Atividade -
Com base no texto sobre saúde mental nas empresas, abaixo, responda por favor às perguntas:
1. Quantos colaboradores participaram do estudo realizado entre janeiro e dezembro de 2024?
2. Segundo a OMS, qual é o retorno em produtividade para cada US$ 1 investido em tratamento para transtornos mentais?
3. De quem é a responsabilidade pela saúde mental, de acordo com o texto?

Texto para análise -
= = = = =
Nos últimos anos, saúde mental virou pauta estratégica nas empresas. E com razão! A exaustão silenciosa de líderes, os surtos de ansiedade disfarçados de “quebra de confiança” e a dificuldade crescente de lidar com frustrações tornaram o tema inevitável nas reuniões no C-Level.
Um estudo, realizado entre janeiro e dezembro de 2024 com 9.691 colaboradores de empresas de grande porte nos setores de tecnologia, varejo e bens de consumo, revelou que 43,67% dos trabalhadores apresentaram algum risco de saúde mental. Destes, um terço enfrentava situações de intensidade moderada ou alta.
A OMS constatou que a cada US$ 1 investido em tratamento para transtornos mentais, há um retorno de US$ 4 em melhoria na produtividade. Além disso, doenças mentais geram um impacto econômico global de cerca de US$ 1 trilhão em perda de produtividade.
Seja por um viés de cuidado genuíno ou interesse econômico, o assunto deixou de ser um debate teórico para se tornar um fato. Porém, em meio a tanto bem-intencionado esforço, algo importante se perdeu: a clareza sobre de quem é a responsabilidade pela saúde mental.
Spoiler: não é da empresa. E também não é só da liderança. A saúde mental é responsabilidade de cada pessoa adulta. O que a empresa pode — e deve — fazer é não atrapalhar e investir em líderes que entendam de verdade o seu papel nesse contexto.
= = = = =
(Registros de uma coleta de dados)
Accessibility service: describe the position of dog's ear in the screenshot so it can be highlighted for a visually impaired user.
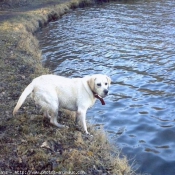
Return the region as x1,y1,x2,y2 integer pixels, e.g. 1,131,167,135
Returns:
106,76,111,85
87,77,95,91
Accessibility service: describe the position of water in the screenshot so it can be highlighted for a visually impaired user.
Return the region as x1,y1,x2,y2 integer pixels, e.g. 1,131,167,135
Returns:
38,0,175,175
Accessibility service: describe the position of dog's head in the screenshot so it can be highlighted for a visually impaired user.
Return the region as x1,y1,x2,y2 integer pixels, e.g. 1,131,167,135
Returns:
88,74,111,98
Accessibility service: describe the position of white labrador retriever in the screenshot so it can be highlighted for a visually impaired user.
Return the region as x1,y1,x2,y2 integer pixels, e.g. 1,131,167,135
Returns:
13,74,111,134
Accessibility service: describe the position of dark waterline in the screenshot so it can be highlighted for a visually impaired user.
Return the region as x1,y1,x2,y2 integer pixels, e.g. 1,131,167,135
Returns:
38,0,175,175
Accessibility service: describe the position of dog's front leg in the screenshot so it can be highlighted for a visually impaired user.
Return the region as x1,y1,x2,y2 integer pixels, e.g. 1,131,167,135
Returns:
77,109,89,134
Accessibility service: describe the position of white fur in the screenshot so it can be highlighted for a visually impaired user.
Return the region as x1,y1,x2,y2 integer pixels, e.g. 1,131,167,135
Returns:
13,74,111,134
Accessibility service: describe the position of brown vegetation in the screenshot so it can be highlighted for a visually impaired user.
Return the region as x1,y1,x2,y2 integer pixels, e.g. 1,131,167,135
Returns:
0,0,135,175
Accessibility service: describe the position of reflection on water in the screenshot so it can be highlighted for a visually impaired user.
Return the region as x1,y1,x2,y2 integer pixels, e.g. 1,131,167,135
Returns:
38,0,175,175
= = = = =
Resposta -
1. 9.691 colaboradores.
2. US$ 4.
3. De cada pessoa adulta.